#### UNTERSUCHTER TEXT
↓

Im Kajak

Ich hab mir den Wecker gestellt, und es ist draußen noch dunkel. Die Sonne geht so weit im Westen erst gegen kurz vor halb acht auf. In der Nacht nervt die Außenbeleuchtung von Pool und Garten, die erst um fünf Uhr morgens ausgeht und mir bis dahin ins Zimmer scheint. Ich werde Michael Bescheid geben (kostet ja auch Strom), aber während meiner Anwesenheit wird er nichts daran ändern. Auch die Umwälzpumpe des Pools ist immer mal wieder laut. Hat halt alles auch Nachteile.

 

Ich war mit Yvonne von Seakayaking Kefalonia in Kontakt. Sie kommt ursprünglich aus der Schweiz, und betreibt mit ihrem Mann Pavlos seit zwanzig Jahren das See-Kajak-Geschäft auf Kefalonia. Ich habe vier bis fünf Tagestouren vereinbart, je nach Wetterlage. Ursprünglich hatte ich überlegt, ein Paket mit Touren und Übernachtung zu buchen, aber letztendlich hat mich das in der Wahl meiner Unterkunft zu sehr eingeschränkt. Wichtig war mir, dass ich in Gehweite zur Basis wohne, und von dort zu den Touren mitgenommen werden kann.

↑

#### AUFTRAG A
Prüfe, ob die Aussagen (i), (ii) und (iii) mit dem Text über die Kajaktouren auf Kefalonia übereinstimmen. Antworte jeweils mit Ja oder Nein und zitiere die entscheidende Textstelle wörtlich.
(i) Die Sonne geht dort erst kurz vor halb acht auf.
(ii) Michael wird die Außenbeleuchtung noch während des Aufenthalts ändern.
(iii) Yvonne stammt ursprünglich aus der Schweiz.
#### AUFTRAG B
Wie viele Tagestouren wurden laut dem Text über die Kajaktouren auf Kefalonia vereinbart?
#### AUFTRAG C
Fahre mit dem Text über die Kajaktouren auf Kefalonia im Anschluss an seinen letzten Satz fort.
Die Datensätze sind eigenständiges Material, das vom Text über die Kajaktouren auf Kefalonia getrennt ist.

Datensatzeinträge:

↓

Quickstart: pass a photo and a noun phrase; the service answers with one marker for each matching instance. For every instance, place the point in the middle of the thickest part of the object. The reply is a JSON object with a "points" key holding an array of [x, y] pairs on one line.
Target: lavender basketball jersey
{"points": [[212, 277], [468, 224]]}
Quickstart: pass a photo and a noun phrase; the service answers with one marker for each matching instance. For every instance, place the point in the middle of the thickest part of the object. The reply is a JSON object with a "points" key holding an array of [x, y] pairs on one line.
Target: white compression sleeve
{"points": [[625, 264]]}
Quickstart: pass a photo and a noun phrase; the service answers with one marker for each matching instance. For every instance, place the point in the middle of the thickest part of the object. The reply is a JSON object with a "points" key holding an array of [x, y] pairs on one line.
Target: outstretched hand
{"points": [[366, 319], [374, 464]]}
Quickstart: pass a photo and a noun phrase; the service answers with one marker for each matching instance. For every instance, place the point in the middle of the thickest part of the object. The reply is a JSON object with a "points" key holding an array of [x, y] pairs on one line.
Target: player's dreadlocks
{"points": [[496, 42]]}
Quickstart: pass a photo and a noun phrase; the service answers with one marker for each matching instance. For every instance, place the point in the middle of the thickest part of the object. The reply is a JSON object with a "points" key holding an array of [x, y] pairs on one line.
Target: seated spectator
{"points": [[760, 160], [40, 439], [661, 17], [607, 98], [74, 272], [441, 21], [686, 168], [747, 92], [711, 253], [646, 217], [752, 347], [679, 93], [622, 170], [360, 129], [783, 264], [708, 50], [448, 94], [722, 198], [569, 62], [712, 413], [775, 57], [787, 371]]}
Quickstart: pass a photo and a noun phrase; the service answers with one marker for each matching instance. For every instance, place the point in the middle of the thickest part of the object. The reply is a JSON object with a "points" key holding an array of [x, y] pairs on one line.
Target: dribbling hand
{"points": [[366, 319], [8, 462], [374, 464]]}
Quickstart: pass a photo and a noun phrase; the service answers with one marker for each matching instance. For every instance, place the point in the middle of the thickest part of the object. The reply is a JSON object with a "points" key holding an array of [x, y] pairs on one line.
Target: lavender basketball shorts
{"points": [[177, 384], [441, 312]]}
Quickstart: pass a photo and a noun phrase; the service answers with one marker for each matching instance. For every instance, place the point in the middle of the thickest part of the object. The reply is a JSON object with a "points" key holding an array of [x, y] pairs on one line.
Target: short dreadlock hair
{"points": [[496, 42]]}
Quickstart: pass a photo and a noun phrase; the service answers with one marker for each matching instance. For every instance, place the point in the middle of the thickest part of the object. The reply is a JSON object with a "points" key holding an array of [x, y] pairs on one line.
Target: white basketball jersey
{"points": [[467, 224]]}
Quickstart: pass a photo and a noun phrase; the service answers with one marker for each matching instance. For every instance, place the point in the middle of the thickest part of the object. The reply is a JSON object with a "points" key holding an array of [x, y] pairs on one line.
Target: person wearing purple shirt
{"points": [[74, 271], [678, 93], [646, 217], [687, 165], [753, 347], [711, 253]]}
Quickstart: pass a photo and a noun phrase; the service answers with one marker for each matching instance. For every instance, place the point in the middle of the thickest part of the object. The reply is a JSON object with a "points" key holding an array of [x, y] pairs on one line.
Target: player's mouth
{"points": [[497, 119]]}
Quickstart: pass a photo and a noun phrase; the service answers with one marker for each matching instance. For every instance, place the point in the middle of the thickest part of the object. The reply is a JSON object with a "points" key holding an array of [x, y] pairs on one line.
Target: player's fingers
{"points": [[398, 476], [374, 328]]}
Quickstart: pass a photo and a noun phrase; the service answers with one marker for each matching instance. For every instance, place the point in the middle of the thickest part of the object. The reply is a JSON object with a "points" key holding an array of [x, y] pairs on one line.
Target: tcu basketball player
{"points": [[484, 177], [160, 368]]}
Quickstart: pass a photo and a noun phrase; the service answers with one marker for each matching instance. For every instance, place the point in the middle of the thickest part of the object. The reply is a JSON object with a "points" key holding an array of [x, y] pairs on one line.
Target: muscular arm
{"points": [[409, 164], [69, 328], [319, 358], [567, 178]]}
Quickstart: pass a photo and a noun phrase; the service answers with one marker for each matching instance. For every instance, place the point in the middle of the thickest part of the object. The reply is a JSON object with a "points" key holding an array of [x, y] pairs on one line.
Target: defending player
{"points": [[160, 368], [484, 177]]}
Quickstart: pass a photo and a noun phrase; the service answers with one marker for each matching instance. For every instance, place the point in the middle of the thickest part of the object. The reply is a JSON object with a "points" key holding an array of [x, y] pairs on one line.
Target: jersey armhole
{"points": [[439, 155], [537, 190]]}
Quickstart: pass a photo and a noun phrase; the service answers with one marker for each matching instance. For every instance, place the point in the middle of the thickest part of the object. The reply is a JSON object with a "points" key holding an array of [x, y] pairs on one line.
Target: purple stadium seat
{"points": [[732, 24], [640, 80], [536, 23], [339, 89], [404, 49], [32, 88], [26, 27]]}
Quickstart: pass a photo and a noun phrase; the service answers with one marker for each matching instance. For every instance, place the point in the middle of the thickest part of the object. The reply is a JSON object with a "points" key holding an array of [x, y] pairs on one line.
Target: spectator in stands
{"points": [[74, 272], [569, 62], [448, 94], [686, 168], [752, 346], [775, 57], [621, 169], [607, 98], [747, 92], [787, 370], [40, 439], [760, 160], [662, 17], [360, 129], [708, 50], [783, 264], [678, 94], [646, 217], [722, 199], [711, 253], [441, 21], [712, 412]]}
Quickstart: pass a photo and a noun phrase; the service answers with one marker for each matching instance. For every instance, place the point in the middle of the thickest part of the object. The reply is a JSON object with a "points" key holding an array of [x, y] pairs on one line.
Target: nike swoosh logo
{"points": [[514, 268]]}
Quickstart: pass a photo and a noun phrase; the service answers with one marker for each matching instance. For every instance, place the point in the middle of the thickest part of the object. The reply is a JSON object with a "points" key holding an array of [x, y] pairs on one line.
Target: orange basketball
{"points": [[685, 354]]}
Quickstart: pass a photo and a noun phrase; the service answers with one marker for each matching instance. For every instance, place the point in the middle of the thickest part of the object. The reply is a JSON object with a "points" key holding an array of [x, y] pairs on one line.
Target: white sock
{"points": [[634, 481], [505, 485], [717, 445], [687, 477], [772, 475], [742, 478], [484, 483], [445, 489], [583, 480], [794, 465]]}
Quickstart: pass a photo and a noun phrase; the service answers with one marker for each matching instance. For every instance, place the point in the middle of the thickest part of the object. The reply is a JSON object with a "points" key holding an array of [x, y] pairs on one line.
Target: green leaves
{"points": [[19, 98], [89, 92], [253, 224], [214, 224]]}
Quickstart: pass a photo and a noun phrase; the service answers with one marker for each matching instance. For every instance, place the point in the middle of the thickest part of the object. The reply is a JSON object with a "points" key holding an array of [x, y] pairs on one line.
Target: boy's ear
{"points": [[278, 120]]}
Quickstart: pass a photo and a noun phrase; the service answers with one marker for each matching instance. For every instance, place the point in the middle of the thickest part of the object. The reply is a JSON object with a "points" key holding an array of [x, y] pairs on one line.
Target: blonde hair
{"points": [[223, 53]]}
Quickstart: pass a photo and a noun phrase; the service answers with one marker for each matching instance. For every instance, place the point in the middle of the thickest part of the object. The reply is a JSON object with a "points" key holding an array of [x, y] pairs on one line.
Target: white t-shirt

↑

#### LÖSUNG A
(i) Ja: „Die Sonne geht so weit im Westen erst gegen kurz vor halb acht auf.“
(ii) Nein: „aber während meiner Anwesenheit wird er nichts daran ändern.“
(iii) Ja: „Sie kommt ursprünglich aus der Schweiz“

#### LÖSUNG B
Vier bis fünf Tagestouren, je nach Wetterlage.

#### LÖSUNG C
Kurz vor acht Uhr stehe ich nun dort am Gartentor, noch leicht übernächtigt, aber auch sehr gespannt. Ein freundlicher Hund empfängt mich, und kurz darauf bittet mich ein junger Mann herein (aufpassen, dass der Hund nicht entwischt - der Ausbrecherkönig lässt kaum einen Möglichkeit dazu verstreichen). Der Mann dürfte Mitte dreißig sein, kommt aus Irland und stellt sich als "Se" vor (offiziell Seamus, oder sogar noch länger, gemäß Website). Er ist ein netter Bursche, immer freundlich, und arbeitet seit sechs oder sieben Jahren für Sea Kayak Kefalonia. Wir warten noch auf einen Mitpaddler, der kurz darauf erscheint. Ein Däne namens Ole, etwas älter als ich, schätze ich. Obwohl Däne, hatte er vorher keine Erfahrung mit dem Kajaken auf dem Meer. Inzwischen hat er aber schon Bekanntschaft mit den Wellen geschlossen, denn er hat ein Paket gebucht und heute schon seine dritte oder vierte Tour. Er ist nur zum Kajaken auf Kefalonia, eine Woche, samt komplexer Anreise via Athen und Co.

 

Wir hängen den kajakbeladenen Trailer an und fahren los. Es geht nach Agii Theodori an der Nordspitze der Argostoli-Halbinsel, wo ich meine erste Kefalonia-Nacht verbracht habe. Unterwegs halten wir an der Kreuzung bei Metaxata, wo großer Bäcker mit Imbiss einen großen Zulauf verzeichnet. Bis Se und Ole ihren Kaffee-to-go und ihre Pittes haben, dauert es. Ich habe keine Uhr dabei und das iPhone weggepackt, und bin zeitlich orientierungslos. Auch mal schön.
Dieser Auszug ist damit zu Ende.